→ Task list:
**a)** In the ICD-11 mycoses text, can you give the passage between "ICD11 Mycoses" and "are in progress.", inclusive, swapping "aspergillosis" for "candidiasis"?
**b)** Could you carry on the ICD-11 mycoses text, starting after its final sentence?

OUR VISION IS TO REDUCE ILLNESS AND DEATH ASSOCIATED WITH FUNGAL DISEASES WORLDWIDE.

ICD11 Mycoses

GAFFI and colleagues worldwide have contributed to the International Classification of Disease 11. This work is ongoing and a major consultation process will commence in early May 2014. ICD9 and ICD10 classify many fungal infections poorly, especially aspergillosis.  Revisions are in progress.

THE CURRENT STATE OF ICD-11 From the outset of the Project, it has been envisaged that there would be multiple versions of ICD. The base repository of data is the Foundation in which all diagnostic concepts are kept. In the Foundation any single entity may be linked to several different hierarchical parents, so
that, for instance, Malignant neoplasms of skin (link)  can be viewed from the Skin chapter as well as the Neoplasms chapter. You can move readily from one location to the other by clicking on the relevant Parent concept in the browser.

From this Foundation an essentially limitless number of so-called linearizations can be extracted. A linearization contains a restricted and mutually exclusive list of entities. It has recently been agreed that the replacement for ICD-10 should be termed the Joint Linearization for Mortality and Morbidity Statistics. There will, however, be linearizations for primary care and for specialty classifications including neurology,
ophthalmology, paediatrics, mental health, occupational health and dermatology amongst others. These will also be extractions from the Foundation but will provide greater detail for each
specialty’s needs.

→ Recorded information:

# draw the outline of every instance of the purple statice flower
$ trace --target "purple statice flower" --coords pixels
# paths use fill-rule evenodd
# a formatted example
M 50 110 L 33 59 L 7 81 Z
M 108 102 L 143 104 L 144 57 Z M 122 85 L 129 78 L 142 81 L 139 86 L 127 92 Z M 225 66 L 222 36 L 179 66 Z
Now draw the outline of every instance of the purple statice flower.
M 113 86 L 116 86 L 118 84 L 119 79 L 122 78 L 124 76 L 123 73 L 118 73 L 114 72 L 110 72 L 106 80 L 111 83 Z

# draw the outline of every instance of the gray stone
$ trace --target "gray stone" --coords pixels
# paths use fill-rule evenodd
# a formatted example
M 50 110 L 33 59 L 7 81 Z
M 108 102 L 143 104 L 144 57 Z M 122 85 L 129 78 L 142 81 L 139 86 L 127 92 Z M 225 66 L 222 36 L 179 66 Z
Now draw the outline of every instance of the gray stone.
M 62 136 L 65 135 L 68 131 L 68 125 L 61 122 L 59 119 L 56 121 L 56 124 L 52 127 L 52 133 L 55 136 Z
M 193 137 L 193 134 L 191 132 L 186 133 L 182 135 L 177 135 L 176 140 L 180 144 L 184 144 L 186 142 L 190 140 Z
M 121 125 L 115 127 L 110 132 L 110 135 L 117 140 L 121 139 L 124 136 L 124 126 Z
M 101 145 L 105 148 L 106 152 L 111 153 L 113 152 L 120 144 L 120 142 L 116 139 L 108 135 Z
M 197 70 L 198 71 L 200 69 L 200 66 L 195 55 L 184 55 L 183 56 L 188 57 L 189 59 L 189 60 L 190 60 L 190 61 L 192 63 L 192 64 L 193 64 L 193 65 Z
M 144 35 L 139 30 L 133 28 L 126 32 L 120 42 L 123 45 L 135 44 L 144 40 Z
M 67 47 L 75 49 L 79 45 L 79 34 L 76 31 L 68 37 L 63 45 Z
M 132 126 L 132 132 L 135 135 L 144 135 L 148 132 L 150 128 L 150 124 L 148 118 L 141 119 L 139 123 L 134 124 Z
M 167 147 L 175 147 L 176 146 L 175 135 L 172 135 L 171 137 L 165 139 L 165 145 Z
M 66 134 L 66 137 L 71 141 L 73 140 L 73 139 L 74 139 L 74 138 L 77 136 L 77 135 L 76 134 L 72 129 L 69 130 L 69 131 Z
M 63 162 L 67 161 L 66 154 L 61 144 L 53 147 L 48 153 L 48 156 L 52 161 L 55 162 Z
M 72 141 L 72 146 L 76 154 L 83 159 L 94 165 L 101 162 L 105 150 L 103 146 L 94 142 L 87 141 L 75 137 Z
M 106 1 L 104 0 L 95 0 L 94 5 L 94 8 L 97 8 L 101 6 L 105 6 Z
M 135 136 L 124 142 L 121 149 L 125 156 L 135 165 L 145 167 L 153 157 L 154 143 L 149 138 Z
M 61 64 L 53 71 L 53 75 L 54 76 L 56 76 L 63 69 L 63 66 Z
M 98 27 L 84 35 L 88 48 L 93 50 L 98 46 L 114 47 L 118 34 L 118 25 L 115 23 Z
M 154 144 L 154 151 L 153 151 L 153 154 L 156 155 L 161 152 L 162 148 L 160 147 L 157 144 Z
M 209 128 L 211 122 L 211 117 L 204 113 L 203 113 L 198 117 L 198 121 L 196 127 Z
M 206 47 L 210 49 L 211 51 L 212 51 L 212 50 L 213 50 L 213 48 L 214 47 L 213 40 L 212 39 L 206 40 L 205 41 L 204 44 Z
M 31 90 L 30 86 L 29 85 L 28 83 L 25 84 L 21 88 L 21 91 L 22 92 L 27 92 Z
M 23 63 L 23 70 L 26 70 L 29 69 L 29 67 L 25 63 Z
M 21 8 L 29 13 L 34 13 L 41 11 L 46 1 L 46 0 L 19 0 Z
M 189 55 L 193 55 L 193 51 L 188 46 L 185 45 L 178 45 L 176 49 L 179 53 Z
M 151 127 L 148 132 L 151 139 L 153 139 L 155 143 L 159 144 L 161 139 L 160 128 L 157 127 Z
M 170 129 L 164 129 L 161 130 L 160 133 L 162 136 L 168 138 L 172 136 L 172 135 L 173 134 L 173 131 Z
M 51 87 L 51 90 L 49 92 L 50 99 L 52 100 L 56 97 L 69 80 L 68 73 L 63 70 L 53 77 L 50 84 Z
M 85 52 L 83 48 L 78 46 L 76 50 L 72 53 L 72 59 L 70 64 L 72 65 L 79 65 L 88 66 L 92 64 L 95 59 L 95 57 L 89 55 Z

→ Numbered responses:
**a)**
ICD11 Mycoses

GAFFI and colleagues worldwide have contributed to the International Classification of Disease 11. This work is ongoing and a major consultation process will commence in early May 2014. ICD9 and ICD10 classify many fungal infections poorly, especially candidiasis.  Revisions are in progress.

**b)**
To give an example the Joint linearization includes granuloma annulare but its subtypes are given as “Index terms” which would be found on a search but classified to the parent
concept, granuloma annulare. The dermatology linearization will enable the subtypes to be coded individually.

  • Granuloma annulare
  • Localized granuloma annulare
  • Generalized granuloma annulare
  • Subcutaneous granuloma annulare
  • Perforating granuloma annulare

With respect to cutaneous disease, WHO has agreed with the International League of Dermatological Societies (ILDS) that there would be joint ownership of the Dermatology Specialty Classification and that this could be published in print format as well as available on-line.

A further innovation into ICD-11 is the facility to “post-coordinate”. This enables much greater detail to be captured where required without an explosion of specific “pre-coordinated” titles. Thus the current US modification of ICD-10, which is only just being introduced in that country has Acute lymphangitis of left toe, Acute lymphangitis of right toe and Acute lymphangitis of unspecified toe. ICD-11 will enable a stem (or base)
concept to be further qualified by the addition of information on anatomical site, laterality, severity etc. as extension codes. The permissible extensions to any given stem concept will be
explicitly determined by sanctioning rules in order to avoid the creation of nonsense combinations. In many cases it may be appropriate for the combined term (e.g. localized granuloma annulare)
to be displayed explicitly in the specialty linearization but to be rendered for coding as STEM granuloma annulare | EXTENSION localized. This provides a very powerful means to generate
sophisticated descriptions of disease states in a systematic fashion where this is needed, but to make it simple to code basic information where this is all that is required.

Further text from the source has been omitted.